● Directions: Using the listing that follows, report how many lines include the word "below", and add no other words.

···

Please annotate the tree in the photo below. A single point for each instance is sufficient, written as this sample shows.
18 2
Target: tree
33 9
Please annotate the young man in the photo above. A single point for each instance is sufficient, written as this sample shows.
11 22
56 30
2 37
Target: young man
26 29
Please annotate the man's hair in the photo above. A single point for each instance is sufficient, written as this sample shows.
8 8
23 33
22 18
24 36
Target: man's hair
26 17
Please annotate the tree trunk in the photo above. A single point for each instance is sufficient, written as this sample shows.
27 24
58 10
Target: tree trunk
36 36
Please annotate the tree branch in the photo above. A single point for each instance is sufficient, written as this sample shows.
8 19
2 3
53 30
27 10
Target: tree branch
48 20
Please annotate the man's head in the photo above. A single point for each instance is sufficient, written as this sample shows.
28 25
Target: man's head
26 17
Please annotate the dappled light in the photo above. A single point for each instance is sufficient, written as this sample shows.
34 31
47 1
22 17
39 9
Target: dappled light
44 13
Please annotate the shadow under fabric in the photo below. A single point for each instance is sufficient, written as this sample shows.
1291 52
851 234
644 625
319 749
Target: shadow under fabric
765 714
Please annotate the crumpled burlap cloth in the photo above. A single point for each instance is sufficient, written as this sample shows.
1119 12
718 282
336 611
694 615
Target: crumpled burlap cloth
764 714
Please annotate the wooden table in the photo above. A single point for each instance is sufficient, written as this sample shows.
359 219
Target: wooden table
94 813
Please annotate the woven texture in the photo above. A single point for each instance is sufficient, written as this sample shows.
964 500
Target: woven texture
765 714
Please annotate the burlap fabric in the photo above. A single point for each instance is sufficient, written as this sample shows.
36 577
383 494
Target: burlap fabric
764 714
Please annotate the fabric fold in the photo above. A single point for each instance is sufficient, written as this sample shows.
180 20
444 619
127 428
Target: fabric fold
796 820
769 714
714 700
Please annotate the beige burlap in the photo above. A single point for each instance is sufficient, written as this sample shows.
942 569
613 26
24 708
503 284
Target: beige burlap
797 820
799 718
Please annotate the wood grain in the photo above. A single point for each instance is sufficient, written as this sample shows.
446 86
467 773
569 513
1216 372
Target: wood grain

···

● Output of the exercise: 2